_TASK BRIEF:_ Duplicate the lines below verbatim, starting at the line that contains "If you would be willing to indicate the person wearing" and continuing through the final line.

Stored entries
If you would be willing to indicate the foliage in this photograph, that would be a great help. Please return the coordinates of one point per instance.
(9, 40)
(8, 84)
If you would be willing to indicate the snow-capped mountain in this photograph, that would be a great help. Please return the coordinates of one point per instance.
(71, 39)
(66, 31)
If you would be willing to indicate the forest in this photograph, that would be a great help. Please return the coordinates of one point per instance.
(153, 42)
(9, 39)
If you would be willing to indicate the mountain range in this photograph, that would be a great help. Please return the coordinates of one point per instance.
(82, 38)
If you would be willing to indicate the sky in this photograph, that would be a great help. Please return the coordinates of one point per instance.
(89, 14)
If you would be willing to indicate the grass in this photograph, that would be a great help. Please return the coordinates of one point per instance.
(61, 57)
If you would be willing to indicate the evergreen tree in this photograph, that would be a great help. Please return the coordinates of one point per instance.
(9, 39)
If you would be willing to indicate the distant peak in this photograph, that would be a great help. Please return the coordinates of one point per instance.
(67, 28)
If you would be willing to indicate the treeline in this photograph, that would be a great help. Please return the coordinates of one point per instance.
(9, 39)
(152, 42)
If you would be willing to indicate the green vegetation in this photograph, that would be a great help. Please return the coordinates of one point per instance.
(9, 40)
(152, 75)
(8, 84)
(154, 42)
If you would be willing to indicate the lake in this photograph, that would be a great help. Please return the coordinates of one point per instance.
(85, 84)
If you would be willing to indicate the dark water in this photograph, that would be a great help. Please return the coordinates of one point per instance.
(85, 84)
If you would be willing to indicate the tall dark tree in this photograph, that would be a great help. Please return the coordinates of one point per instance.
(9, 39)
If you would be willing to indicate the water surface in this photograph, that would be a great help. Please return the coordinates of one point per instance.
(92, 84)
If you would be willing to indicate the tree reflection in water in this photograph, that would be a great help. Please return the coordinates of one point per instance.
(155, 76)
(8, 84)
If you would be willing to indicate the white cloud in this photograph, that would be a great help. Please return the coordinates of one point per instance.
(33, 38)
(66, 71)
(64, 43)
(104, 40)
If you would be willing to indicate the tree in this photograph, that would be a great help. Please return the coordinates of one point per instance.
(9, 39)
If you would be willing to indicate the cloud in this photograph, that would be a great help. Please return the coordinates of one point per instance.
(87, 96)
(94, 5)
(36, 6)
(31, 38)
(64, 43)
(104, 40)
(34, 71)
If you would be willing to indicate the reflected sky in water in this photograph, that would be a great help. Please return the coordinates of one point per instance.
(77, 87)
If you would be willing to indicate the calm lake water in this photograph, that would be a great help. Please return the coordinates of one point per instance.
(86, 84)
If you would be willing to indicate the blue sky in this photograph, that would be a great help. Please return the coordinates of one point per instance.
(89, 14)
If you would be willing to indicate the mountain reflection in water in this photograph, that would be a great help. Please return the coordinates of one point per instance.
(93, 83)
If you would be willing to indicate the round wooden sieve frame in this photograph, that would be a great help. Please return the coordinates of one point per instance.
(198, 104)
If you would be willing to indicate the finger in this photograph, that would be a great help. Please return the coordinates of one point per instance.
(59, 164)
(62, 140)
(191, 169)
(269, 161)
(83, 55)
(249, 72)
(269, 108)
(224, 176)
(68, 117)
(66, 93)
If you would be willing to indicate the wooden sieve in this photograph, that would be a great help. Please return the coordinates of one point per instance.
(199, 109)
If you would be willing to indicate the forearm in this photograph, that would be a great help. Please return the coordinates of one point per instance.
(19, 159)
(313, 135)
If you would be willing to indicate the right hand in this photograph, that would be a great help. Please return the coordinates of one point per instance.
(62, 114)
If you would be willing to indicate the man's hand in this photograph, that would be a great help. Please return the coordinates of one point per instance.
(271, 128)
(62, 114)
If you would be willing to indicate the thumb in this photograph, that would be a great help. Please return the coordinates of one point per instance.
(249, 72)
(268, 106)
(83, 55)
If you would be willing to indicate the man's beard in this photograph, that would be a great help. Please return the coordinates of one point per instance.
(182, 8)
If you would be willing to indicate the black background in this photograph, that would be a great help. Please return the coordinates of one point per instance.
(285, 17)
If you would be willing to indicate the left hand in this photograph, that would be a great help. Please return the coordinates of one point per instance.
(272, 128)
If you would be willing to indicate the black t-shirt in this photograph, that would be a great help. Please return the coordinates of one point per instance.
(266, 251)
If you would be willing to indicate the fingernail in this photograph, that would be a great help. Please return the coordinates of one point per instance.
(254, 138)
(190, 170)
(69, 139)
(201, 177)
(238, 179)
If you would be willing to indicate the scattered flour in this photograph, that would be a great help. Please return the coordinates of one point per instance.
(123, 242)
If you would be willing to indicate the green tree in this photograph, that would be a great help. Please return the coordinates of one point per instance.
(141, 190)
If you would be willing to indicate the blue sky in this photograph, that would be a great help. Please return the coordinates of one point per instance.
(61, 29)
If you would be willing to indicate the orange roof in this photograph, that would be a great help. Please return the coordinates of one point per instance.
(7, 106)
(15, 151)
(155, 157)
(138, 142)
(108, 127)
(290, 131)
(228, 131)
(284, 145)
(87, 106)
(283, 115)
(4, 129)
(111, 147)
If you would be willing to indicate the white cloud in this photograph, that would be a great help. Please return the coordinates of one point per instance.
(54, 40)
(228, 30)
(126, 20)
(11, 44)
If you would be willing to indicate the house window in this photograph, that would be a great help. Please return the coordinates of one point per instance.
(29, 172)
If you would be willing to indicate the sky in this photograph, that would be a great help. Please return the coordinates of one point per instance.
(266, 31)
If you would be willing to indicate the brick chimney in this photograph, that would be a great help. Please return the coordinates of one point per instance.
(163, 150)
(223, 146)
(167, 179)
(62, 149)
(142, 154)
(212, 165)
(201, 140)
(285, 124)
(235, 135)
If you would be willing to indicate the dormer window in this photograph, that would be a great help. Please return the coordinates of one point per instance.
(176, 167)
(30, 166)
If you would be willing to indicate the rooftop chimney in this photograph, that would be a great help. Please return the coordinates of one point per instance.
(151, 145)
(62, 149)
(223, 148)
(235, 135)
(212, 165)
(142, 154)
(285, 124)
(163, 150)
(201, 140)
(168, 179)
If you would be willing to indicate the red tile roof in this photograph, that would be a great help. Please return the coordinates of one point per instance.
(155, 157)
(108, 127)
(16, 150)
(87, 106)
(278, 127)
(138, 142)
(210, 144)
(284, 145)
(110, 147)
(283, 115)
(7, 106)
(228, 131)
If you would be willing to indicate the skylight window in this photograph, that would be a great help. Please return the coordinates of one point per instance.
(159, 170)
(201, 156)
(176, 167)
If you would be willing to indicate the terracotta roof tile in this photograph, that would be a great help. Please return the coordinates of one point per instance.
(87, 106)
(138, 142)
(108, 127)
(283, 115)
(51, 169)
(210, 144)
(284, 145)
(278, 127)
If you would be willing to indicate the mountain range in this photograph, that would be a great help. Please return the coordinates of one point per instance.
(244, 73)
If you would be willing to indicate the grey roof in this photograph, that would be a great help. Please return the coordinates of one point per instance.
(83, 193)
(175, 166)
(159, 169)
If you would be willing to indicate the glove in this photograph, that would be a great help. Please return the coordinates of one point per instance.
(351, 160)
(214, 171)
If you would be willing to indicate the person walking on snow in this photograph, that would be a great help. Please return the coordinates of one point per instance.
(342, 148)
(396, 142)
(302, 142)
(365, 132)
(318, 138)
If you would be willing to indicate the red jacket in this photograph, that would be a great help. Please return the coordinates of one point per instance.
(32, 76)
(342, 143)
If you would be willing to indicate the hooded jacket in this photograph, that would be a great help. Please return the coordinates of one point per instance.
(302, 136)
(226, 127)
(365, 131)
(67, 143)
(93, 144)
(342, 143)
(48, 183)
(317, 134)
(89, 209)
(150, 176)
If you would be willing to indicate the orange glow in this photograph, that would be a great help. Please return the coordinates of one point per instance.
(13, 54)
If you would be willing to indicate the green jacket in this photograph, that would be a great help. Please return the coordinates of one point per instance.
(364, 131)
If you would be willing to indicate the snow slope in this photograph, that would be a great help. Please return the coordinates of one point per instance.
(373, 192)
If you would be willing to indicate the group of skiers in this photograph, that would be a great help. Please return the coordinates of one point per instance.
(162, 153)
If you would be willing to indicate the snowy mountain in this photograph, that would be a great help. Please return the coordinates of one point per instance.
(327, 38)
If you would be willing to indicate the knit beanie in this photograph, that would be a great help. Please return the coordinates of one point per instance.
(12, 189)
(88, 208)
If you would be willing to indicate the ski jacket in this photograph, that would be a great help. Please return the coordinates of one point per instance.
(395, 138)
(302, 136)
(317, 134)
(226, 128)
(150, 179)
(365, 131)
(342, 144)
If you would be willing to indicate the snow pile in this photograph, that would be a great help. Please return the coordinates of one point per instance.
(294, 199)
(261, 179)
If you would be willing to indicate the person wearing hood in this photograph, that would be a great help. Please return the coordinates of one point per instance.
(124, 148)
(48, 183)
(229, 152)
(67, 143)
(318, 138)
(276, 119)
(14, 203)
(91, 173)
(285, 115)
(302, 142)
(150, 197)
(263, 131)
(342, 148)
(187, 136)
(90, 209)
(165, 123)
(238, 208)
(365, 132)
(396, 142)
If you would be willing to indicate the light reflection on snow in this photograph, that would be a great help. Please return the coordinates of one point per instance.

_THE RESPONSE:_
If you would be willing to indicate the person wearing hood in this photograph, that would be a great help. Please return the coordinates of one point per instance.
(124, 148)
(48, 183)
(229, 152)
(67, 143)
(318, 138)
(276, 119)
(14, 203)
(91, 173)
(285, 115)
(302, 142)
(150, 197)
(263, 131)
(342, 148)
(187, 136)
(90, 209)
(165, 123)
(238, 208)
(365, 132)
(396, 142)
If you would be willing to indicate the light reflection on snow in this photograph, that would be a great help. Please return the coordinates of one point per instance.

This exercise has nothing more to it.